[DATA LISTING Boundary: Start]

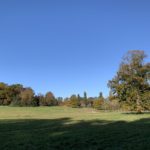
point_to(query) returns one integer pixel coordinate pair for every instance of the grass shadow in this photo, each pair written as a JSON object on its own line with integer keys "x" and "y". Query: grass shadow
{"x": 63, "y": 134}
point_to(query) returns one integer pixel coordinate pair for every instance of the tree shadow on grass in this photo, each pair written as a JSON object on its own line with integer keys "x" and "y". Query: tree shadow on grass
{"x": 63, "y": 134}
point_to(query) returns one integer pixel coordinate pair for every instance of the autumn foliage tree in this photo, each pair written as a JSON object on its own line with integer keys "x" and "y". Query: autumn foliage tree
{"x": 132, "y": 81}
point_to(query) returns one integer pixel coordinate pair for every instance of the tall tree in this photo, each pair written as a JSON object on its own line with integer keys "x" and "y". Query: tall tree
{"x": 132, "y": 80}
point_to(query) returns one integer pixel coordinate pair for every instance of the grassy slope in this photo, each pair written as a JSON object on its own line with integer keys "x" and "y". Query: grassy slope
{"x": 66, "y": 128}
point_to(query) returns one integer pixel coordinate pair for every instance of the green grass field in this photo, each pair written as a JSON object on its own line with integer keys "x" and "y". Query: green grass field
{"x": 62, "y": 128}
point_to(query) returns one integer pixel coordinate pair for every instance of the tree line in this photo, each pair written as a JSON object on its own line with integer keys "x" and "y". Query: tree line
{"x": 129, "y": 90}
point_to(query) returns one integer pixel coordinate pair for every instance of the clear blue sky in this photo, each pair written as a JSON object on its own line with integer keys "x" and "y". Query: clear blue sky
{"x": 69, "y": 46}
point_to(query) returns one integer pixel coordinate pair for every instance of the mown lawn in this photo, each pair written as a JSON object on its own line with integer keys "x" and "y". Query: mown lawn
{"x": 62, "y": 128}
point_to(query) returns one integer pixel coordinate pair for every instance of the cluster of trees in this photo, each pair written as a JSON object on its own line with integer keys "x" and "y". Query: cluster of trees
{"x": 78, "y": 101}
{"x": 17, "y": 95}
{"x": 130, "y": 90}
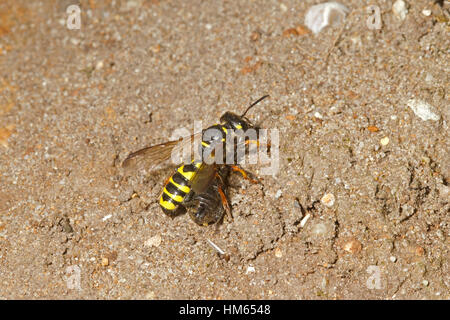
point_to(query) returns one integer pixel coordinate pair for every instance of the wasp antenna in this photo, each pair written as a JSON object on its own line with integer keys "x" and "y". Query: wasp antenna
{"x": 254, "y": 103}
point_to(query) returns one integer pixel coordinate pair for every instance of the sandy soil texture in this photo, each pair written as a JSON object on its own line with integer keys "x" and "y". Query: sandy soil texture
{"x": 358, "y": 210}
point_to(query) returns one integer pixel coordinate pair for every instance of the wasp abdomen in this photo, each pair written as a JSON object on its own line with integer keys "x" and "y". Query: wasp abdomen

[DATA LISTING Boundary: End]

### WHAT TO WORK ON
The expected answer is the data retyped exactly, without pictures.

### ANSWER
point_to(query) returns one integer pixel coordinate pair for every instance of the grass shadow in this photo, each pair written as a JSON object on its own line with integer keys "x" and "y". Query: grass shadow
{"x": 63, "y": 134}
point_to(query) returns one integer pixel coordinate pair for every instance of the tree shadow on grass in this photo, each pair written as a JSON object on its own line with integer keys "x" and "y". Query: tree shadow on grass
{"x": 63, "y": 134}
point_to(query) returns one integer pixel coordinate pair for every instance of the autumn foliage tree in this photo, each pair written as a JSON object on its own line with integer keys "x" and "y". Query: autumn foliage tree
{"x": 132, "y": 81}
point_to(query) returns one integer pixel coordinate pair for every instance of the tall tree in this photo, each pair written as a JSON object on its own line with integer keys "x" and "y". Query: tall tree
{"x": 132, "y": 80}
point_to(query) returns one integer pixel coordinate pair for every instance of the grassy slope in this photo, each pair written as a JSON object on its own line with integer keys "x" and "y". Query: grassy slope
{"x": 66, "y": 128}
point_to(query) returns one integer pixel coordinate pair for every instance of the green grass field in this photo, each pair written as a JSON object on its own line with integer keys "x" and "y". Query: green grass field
{"x": 62, "y": 128}
point_to(query) returns one integer pixel coordinate pair for every instance of the tree line in this photo, each pair written as a JSON object on its own line with integer keys "x" and "y". Query: tree line
{"x": 129, "y": 90}
point_to(query) returns one integer pixel coordinate pair for every instance of the clear blue sky in this photo, each pair written as a JSON object on its own line with integer keys "x" and "y". Query: clear blue sky
{"x": 69, "y": 46}
point_to(query) returns one integer pixel coordinate pair for every instance of the mown lawn in this photo, each pair written as a JSON object on its own line with integer keys "x" and "y". Query: mown lawn
{"x": 62, "y": 128}
point_to(query) returns one integer pixel coordinate pair for every instance of the cluster of trees in this photo, each pair written as a JSON object on its own line with integer keys "x" and "y". Query: cluster of trees
{"x": 78, "y": 101}
{"x": 17, "y": 95}
{"x": 130, "y": 90}
point_to(query) returns one integer pixel coordinate pair for every instance of the wasp antenna in this photo, each pair written as a JSON object on its own line with integer keys "x" and "y". Query: wasp antenna
{"x": 254, "y": 103}
point_to(query) returns one integer pixel coordinate pair for every instance of the sandy soil texture in this photo, each pair written as a JSON object on its own line with integer keys "x" and "y". Query: sandy soil texture
{"x": 358, "y": 210}
point_to(query) returns one integer pixel coordinate pair for every instance of the wasp abdomen in this photo, each pair written as a JSON object on its own line with integer keys "x" and "y". Query: wasp abdomen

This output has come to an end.